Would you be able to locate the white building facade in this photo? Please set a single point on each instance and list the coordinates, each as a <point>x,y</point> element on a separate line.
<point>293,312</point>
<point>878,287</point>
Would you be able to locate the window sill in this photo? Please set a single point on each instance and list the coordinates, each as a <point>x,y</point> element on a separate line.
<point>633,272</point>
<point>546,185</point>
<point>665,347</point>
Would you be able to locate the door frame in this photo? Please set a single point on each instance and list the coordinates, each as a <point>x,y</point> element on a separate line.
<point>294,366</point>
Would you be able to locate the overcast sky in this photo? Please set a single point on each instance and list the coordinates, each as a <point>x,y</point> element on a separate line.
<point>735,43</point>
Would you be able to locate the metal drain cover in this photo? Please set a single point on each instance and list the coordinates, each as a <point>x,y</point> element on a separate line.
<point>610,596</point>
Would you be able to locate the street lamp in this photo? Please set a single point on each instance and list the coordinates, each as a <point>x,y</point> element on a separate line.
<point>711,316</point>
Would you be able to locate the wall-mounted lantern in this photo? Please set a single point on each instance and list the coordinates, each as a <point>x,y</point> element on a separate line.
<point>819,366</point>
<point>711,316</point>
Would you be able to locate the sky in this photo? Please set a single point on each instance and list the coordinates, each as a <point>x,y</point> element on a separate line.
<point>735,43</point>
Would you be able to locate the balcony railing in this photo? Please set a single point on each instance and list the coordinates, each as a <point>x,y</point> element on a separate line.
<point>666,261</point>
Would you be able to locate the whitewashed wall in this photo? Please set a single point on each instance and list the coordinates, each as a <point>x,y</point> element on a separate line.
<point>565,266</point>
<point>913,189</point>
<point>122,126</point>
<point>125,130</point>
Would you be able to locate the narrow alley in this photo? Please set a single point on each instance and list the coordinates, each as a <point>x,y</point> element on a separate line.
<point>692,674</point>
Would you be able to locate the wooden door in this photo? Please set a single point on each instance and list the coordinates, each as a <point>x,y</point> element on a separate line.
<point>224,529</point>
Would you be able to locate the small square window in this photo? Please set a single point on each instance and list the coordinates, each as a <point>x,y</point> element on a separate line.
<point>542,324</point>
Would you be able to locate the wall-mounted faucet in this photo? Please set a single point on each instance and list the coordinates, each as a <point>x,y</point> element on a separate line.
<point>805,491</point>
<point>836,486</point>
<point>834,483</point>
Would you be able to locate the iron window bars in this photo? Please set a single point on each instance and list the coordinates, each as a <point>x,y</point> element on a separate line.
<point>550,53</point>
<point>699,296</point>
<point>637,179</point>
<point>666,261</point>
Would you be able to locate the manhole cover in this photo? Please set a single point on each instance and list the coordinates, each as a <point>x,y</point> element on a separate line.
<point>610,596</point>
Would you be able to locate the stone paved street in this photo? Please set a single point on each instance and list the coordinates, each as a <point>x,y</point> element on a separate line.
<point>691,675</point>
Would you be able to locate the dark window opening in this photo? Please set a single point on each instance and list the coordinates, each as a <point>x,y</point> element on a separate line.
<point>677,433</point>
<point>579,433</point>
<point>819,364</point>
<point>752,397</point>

========================================================================

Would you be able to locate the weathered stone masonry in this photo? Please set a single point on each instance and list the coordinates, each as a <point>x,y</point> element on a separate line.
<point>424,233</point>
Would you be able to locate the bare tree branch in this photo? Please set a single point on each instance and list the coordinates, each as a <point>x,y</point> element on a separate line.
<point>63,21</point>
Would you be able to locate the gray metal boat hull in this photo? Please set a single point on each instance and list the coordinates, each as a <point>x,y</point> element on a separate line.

========================================================================

-- Set exercise --
Could you write out the items again from the line that has "Would you be able to locate the narrow" through the line that has "<point>542,324</point>", both included and requests kept, with every coordinate in the answers multiplied by 2.6 and rounded to a whole number, halves rounding up? Give only those lines.

-- Solution for this problem --
Would you be able to locate the narrow alley in this photo? Please set a single point on each instance and list the coordinates, each as a <point>x,y</point> element on a separate line.
<point>1799,1752</point>
Would you be able to locate the wooden door in this photo? Please set a single point on each instance and list the coordinates, each as a <point>x,y</point> element on a separate line.
<point>582,1375</point>
Would you be able to locate the small square window in this photo? Please set a single point on each instance and list the coordinates, each as a <point>x,y</point> element on a separate line.
<point>1409,842</point>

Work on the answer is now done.